__GIVEN TASK A__
Pull out each line of the entries below that includes the string "cone".
--- Start SELECTED PASSAGE ---
Thanks Jim, I think that Relativity was the first Escher I saw - and it's still my favorite.


----------



## Raiden333

Wow, the space birds one looks GREAT! I was worried the lines on the columns would start to blur or something when stretched, but it looks just like the original. You're doing some great work here, you oughta collect them all into a zip whenever you finish, I'm sure a lot of people would love them. Escher was the man, I loved his work since I was like 8 or 9.


----------



## Guest

It just took a little careful cropping.


----------



## Kathy

Awesome BJ! Really love these. They are so different. Great job.


----------



## skanter

Thanks, BJ, for posting these - they are all going on my Kindle 1. I'd still better figure it out myself, as I want to use my own photos as screensavers. Good job!


----------



## intinst

I have most of them, but they are on the other computer my wife is using. I'll get them for you later if no one else has them.


----------



## Guest

intinst (or 1204 if you prefer) said:


> I have most of them, but they are on the other computer my wife is using. I'll get them for you later if no one else has them.


No. They're Jim's. He created them. He's no longer welcome here. They belong to him. It would be an even further wrong to distribute them.


----------



## KindleKay (aka #1652)

skanter said:


> If you're not familiar with M.C. Escher, prepare to have your mind blown - and get some great screensavers!
> 
> http://www.mcescher.net/


Here is the website...


----------



## Leslie

Folks,

Please note this statement at the M.C. Escher website:

M.C.Escher works are under copyright and remain the intellectual property of the copyright holder.

From: http://www.mcescher.com/

*All Rights Reserved. No part of this website and or works by M.C. Escher may be reproduced or transmitted in any form or by any means, electronic or mechanical, including photocopying, recording, or any information storage and retrieval system, without prior permission in writing by The M.C. Escher Company B.V*

Given this, please do not post any M.C. Escher images here. Thanks.

I am going to lock this thread.

Leslie
Global Moderator


----------
--- End SELECTED PASSAGE ---
--- Start SUPPLIED MATERIAL ---
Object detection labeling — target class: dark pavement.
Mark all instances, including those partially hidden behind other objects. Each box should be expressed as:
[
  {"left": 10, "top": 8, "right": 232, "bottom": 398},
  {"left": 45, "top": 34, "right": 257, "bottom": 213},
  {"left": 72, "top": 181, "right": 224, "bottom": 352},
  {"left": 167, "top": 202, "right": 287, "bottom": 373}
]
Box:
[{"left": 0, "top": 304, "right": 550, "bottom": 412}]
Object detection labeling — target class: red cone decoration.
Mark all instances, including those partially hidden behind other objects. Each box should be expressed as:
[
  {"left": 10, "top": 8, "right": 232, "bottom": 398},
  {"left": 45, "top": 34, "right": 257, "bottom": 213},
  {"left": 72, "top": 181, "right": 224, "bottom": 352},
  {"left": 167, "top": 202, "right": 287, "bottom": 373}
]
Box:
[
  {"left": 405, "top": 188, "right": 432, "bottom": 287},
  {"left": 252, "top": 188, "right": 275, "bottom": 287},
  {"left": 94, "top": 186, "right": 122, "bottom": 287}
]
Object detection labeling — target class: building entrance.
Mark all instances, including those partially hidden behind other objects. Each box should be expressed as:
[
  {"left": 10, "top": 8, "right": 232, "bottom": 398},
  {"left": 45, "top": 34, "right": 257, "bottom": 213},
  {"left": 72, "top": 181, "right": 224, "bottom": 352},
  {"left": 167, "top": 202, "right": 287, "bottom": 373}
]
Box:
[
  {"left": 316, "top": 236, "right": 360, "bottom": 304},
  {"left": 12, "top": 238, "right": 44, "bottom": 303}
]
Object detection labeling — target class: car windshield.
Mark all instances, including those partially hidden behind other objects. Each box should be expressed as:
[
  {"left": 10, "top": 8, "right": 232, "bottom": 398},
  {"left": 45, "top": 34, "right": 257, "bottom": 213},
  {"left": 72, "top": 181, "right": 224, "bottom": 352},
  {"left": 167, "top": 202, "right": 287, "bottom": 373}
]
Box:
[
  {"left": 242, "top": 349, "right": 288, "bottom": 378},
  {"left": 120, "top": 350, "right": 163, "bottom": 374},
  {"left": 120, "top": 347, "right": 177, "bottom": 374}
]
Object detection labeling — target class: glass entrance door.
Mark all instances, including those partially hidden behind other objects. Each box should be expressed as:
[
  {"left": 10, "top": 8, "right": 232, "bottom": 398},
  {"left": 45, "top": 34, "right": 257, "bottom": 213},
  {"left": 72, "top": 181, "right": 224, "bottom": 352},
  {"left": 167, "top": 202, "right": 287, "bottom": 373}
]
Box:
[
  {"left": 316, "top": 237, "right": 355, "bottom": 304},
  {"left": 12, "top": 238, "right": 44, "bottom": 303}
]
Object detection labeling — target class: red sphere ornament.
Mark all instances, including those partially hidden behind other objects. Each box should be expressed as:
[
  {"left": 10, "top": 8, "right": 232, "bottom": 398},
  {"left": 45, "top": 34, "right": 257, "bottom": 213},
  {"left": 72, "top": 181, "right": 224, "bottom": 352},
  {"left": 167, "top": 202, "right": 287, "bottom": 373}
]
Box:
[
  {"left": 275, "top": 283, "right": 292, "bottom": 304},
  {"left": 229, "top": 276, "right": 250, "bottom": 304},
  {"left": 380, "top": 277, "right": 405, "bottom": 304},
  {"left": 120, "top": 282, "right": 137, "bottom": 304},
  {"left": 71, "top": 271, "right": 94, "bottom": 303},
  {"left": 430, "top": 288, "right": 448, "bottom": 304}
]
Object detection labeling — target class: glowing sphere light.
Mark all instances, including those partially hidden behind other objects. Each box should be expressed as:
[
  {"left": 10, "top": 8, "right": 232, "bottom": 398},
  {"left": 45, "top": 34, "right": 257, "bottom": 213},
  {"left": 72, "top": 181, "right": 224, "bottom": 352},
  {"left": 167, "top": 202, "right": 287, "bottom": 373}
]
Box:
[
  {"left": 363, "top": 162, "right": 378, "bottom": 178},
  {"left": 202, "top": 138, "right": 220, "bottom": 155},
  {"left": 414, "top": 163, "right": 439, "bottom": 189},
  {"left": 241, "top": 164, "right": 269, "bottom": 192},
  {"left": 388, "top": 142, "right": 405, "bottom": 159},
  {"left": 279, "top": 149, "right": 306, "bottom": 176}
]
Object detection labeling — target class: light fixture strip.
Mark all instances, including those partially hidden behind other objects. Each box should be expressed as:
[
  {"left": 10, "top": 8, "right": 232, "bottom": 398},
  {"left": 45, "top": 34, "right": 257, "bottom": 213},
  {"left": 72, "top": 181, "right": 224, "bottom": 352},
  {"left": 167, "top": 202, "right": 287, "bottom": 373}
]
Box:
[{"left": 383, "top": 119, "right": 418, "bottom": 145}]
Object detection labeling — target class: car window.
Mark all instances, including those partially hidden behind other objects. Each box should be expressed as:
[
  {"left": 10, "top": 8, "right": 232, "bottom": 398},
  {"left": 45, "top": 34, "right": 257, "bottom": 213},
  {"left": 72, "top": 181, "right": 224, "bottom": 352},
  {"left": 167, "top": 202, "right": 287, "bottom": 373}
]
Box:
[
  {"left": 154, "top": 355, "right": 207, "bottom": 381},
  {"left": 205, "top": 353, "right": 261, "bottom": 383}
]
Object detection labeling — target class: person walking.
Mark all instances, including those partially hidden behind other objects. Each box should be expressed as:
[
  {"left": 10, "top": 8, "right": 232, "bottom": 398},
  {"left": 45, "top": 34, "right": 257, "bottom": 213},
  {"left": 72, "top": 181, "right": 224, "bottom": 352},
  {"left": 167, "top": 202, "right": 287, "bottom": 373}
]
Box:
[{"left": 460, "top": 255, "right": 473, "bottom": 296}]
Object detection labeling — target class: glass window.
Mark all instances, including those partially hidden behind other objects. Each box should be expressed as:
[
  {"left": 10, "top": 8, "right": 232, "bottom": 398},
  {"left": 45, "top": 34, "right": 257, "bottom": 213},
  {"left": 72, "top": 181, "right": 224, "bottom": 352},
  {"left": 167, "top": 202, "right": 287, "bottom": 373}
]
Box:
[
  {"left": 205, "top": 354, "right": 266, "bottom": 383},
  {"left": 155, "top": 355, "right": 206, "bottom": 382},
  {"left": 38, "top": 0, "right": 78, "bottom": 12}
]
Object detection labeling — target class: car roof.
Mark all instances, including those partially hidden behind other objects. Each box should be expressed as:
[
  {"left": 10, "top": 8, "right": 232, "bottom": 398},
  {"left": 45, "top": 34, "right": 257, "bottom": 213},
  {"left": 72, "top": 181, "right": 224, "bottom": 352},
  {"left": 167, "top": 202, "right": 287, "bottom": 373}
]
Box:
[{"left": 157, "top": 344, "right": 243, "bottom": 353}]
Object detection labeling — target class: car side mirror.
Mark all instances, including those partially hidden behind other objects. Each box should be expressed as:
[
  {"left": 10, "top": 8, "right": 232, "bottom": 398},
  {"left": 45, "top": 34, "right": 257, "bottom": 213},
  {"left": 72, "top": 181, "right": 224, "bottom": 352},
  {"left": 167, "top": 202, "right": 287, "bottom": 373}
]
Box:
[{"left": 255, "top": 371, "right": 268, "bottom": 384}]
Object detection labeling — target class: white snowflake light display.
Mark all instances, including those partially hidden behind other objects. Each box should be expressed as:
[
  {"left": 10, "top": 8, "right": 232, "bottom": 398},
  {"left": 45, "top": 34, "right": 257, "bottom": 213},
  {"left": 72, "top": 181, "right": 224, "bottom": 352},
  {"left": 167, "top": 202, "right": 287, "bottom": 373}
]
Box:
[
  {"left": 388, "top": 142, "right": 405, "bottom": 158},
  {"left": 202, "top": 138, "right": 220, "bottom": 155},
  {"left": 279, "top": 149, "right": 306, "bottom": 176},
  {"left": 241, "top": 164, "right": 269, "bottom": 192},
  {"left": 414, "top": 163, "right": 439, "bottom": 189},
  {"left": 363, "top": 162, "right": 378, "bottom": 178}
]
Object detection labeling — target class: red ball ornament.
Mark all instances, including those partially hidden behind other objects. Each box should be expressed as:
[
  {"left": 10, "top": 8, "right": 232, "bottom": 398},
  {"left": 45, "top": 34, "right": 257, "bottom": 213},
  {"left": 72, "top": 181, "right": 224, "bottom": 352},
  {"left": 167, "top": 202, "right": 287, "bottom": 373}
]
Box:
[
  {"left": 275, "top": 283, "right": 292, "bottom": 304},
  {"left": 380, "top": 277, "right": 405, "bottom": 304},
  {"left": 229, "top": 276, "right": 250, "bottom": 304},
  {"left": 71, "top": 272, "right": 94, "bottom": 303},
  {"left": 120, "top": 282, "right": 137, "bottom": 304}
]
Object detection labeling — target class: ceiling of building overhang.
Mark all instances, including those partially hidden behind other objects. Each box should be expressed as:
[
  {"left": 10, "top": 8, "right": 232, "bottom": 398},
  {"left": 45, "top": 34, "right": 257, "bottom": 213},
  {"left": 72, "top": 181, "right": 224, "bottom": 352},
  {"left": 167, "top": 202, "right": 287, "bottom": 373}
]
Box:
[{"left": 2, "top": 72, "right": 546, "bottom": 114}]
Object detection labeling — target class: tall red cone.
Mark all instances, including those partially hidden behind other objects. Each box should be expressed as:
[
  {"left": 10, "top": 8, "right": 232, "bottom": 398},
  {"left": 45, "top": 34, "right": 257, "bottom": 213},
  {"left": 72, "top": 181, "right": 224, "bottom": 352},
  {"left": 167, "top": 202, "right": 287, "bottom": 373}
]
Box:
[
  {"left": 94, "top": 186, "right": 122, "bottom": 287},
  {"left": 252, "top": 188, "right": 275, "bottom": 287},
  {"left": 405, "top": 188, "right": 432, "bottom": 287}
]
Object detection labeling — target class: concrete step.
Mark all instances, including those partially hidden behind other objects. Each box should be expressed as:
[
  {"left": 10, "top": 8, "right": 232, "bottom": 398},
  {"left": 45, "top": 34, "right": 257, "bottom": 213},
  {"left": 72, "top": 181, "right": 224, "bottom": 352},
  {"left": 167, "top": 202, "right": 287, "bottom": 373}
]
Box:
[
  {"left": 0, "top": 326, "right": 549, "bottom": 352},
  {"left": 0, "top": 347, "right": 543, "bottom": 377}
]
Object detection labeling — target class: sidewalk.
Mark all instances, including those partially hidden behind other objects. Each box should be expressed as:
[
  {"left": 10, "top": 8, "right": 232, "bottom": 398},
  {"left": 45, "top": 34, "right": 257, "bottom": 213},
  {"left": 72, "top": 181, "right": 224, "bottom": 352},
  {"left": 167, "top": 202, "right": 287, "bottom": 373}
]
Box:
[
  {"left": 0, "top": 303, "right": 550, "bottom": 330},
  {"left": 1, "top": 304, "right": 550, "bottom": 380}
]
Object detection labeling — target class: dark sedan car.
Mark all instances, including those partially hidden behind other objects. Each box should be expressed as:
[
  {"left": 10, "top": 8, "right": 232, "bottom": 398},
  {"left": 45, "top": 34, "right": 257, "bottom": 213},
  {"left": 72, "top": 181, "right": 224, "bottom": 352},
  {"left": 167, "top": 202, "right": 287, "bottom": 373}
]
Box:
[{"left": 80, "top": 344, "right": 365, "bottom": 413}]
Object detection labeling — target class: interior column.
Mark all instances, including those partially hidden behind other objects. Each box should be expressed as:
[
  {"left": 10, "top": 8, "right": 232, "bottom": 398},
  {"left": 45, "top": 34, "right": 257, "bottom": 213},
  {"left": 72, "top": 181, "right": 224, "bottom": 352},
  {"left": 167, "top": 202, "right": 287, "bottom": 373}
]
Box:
--- End SUPPLIED MATERIAL ---
__GIVEN TASK B__
From the Escher forum thread above, quote the part that opens with the words "Here is the" and closes with "the copyright holder.".

__WRITTEN ANSWER A__
Object detection labeling — target class: red cone decoration.
Object detection labeling — target class: tall red cone.

__WRITTEN ANSWER B__
Here is the website...


----------



## Leslie

Folks,

Please note this statement at the M.C. Escher website:

M.C.Escher works are under copyright and remain the intellectual property of the copyright holder.